### Görev Yönergesi
Aşağıdaki metinde "Sevginin özünden ve" sözcüklerinin geçtiği yerden başlayıp "var olmayı becerememiş." sözcüklerinden sonra bitecek biçimde ilgili bölümü aynen yineleyiniz.

- 536 Okunma
- 0 Yorum
- 0 Beğeni
KABUL GÖRMESEK BİLE...
Zıtlıkların daim olduğu binlerce cümle, gizli öznelerin cirit attığı. Öznelerden mükellef ve nesneden muaf kimliksiz zihniyetler kimlik oldukları iddiasıyla karşıt ve muhalif görüşleri yerle bir eden.
Sevginin özünden ve korumakla mükellef yaralı yüreğin can yakıcı çığlıkları duymaktan imtina ettikleri…
Tüm özneler sadece kendinden sorumlu büyük bir yadsımazlıkla kifayetsiz olduklarının çok uzağında. Uzak ya da yakın hangi mefhum iddia edebilir ki vazgeçilmez olduğunu ve kim neyden sorumlu addedilebilir ki bu çarpık gidişat ile işgal edilirken masumiyet ve görmezden gelinirken bakir sevdalar.
Korkmak kadar korkutucu hatta ölmek kadar gerçek görüntüler silik ve hiddet dolu iken.
Umudun terk ettiği belki de hiç var olmamış bir yanılsama umut etmek. Umutlar sersefil o bağnazlığın neresine saklanmış ola ki. Gizli saklı ne varsa çoktan bertaraf etmişken koş koşabildiğin kadar zincirinden boşalmışçasına. Kolaysa yakala ipin ucunu ve haydi çöz bakalım o kördüğümü.
Binlerce imkânsızlık, sayısız yitik insan çoğunun nazarında asla var olmayı becerememiş.
Kanıksamak mümkün olsa bile kolaysa içine yerleştirildiğin o tabloyu baştan aşağı boya alacalı bulacalı renklerle. Biraz pembe biraz mavi ama siyahı asla katma arasına. Yeteri kadar kömür karası iken o tünel sadece ekle beyazı pamuk kadar yumuşak ve her yüreğin hak ettiği kadar.
Gerçek ve yalan arasındaki o dipsiz uçurum değil mi avaz avaz haykıran…
İyi ve kötü arasındaki fark değil mi güzelliklerin ömrünü kısa kılan…
Karanlık değil mi ruhun pusu ve sevgi değil mi tek besin kaynağımız…
Bilindik ne varsa hatta kanıksanmış ve vazgeçilmez. Ve ne varsa çoktan vazgeçtiğimiz. Yine de vazgeçmemek adına verilen o mücadele. Neyin mücadelesi ola ki diğer yandan bir elinde heyben tıklım tıklım yaşanmışlıklarla ve bir elinde sönük bir fener sen sadece ilerlemeye çalışırken el yordamıyla.

### Ham Veri
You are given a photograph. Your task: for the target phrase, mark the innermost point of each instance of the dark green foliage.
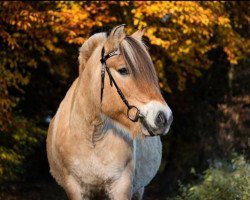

### Alıştırmanın Çözümü
Sevginin özünden ve korumakla mükellef yaralı yüreğin can yakıcı çığlıkları duymaktan imtina ettikleri…
Tüm özneler sadece kendinden sorumlu büyük bir yadsımazlıkla kifayetsiz olduklarının çok uzağında. Uzak ya da yakın hangi mefhum iddia edebilir ki vazgeçilmez olduğunu ve kim neyden sorumlu addedilebilir ki bu çarpık gidişat ile işgal edilirken masumiyet ve görmezden gelinirken bakir sevdalar.
Korkmak kadar korkutucu hatta ölmek kadar gerçek görüntüler silik ve hiddet dolu iken.
Umudun terk ettiği belki de hiç var olmamış bir yanılsama umut etmek. Umutlar sersefil o bağnazlığın neresine saklanmış ola ki. Gizli saklı ne varsa çoktan bertaraf etmişken koş koşabildiğin kadar zincirinden boşalmışçasına. Kolaysa yakala ipin ucunu ve haydi çöz bakalım o kördüğümü.
Binlerce imkânsızlık, sayısız yitik insan çoğunun nazarında asla var olmayı becerememiş.